(Data listing)
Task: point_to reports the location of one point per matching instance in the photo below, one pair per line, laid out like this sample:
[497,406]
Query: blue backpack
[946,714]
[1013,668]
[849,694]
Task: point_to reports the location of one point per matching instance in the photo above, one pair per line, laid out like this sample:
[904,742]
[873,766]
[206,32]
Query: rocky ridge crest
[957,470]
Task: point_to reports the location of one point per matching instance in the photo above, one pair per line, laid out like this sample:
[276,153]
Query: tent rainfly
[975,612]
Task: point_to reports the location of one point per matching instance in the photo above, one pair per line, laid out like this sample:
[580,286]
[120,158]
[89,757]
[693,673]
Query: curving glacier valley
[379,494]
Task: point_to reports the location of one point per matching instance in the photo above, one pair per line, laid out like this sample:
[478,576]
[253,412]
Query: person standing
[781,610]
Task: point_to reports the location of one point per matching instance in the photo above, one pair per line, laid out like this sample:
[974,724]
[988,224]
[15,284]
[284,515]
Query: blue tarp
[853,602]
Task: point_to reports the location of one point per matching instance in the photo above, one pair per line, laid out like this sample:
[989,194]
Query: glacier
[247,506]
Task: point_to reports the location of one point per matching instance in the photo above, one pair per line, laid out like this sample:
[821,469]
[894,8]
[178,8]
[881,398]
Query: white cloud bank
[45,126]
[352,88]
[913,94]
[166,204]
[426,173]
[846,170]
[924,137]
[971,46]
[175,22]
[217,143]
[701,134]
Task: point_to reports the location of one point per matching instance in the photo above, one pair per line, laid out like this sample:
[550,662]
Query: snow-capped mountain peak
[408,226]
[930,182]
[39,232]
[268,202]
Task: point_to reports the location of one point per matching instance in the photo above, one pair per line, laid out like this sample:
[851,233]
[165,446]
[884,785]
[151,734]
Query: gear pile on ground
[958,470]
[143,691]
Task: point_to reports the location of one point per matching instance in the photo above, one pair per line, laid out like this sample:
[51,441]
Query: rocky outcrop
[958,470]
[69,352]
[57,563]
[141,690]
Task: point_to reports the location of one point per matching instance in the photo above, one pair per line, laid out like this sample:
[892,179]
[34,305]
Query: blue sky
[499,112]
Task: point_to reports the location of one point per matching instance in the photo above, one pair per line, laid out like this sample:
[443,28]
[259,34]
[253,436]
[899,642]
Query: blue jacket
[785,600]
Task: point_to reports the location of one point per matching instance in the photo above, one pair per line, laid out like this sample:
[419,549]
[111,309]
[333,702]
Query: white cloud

- **WORK INSTRUCTIONS**: Extract every line of the entries above that contains the string "glacier", treating case as significant.

- **FINAL RESULT**:
Query: curving glacier valley
Query: glacier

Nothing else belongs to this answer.